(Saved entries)
....
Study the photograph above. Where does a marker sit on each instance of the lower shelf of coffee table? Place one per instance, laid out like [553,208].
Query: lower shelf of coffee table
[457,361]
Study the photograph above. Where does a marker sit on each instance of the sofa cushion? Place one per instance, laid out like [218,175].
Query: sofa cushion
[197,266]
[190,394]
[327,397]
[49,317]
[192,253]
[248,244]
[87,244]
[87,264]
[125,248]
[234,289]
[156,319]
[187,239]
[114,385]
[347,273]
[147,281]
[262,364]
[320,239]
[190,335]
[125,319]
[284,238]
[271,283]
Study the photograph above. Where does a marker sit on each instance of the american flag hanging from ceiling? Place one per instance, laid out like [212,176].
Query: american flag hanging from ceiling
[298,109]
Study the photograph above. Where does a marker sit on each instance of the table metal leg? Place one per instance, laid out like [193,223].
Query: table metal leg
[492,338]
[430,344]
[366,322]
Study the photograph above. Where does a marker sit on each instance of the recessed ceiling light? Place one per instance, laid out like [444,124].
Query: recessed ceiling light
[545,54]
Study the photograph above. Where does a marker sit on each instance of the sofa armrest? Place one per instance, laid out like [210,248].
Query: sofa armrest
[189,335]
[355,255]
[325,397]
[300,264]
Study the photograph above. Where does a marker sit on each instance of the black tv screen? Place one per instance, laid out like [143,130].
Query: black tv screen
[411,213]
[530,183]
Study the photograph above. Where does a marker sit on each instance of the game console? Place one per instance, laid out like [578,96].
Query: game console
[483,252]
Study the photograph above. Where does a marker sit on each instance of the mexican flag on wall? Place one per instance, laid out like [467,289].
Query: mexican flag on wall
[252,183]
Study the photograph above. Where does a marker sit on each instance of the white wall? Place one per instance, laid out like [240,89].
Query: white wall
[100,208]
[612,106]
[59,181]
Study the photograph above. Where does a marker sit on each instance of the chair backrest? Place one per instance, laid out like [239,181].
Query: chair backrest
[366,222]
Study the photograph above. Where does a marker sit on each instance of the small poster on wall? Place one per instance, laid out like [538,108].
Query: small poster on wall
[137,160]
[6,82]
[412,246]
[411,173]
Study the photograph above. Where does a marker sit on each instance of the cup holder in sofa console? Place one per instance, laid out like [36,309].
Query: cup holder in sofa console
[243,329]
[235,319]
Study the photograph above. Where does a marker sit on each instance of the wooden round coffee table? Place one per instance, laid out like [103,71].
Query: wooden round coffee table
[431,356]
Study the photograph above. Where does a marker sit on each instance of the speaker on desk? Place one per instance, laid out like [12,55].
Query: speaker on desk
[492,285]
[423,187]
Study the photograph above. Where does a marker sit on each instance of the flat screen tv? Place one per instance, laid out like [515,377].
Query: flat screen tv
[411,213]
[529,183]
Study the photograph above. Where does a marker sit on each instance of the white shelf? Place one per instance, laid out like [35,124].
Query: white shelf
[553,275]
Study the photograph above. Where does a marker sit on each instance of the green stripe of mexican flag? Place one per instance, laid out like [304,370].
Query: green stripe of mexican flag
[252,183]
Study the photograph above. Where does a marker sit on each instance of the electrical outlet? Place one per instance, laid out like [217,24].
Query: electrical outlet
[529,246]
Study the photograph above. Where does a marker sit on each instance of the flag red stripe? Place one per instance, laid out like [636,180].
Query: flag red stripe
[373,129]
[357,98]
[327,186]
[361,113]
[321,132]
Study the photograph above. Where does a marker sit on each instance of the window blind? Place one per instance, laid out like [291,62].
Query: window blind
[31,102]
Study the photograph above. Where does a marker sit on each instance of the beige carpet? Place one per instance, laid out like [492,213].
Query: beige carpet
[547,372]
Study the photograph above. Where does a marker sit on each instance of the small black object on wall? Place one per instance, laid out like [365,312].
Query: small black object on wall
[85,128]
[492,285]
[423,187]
....
◆ Task statement
Please return the lines above that run from the line containing "out like [444,124]." to the line containing "out like [467,289].", inclusive, exactly and with no other lines.

◆ Output below
Study the photograph above. Where does a marker sit on each instance of the recessed ceiling light? Place one per instance, laid out like [444,124].
Query: recessed ceiling light
[545,54]
Study the photograph above. Where does a marker sit on each instance of the sofa armrest? Place one per instance, laid out like [210,248].
Query: sofa armrest
[189,335]
[355,255]
[325,397]
[300,264]
Study the photograph above. Where does a marker sit on each instance of the black tv screen? Place one per instance, laid out like [143,130].
Query: black tv screen
[411,213]
[530,183]
Study the photograph above. Where does a marker sit on each instance of the game console? Place one per instance, laid out like [578,96].
Query: game console
[483,252]
Study the photograph above. Where does a marker sit on each instance of the mexican flag on wall? Place one per instance, laid out like [467,289].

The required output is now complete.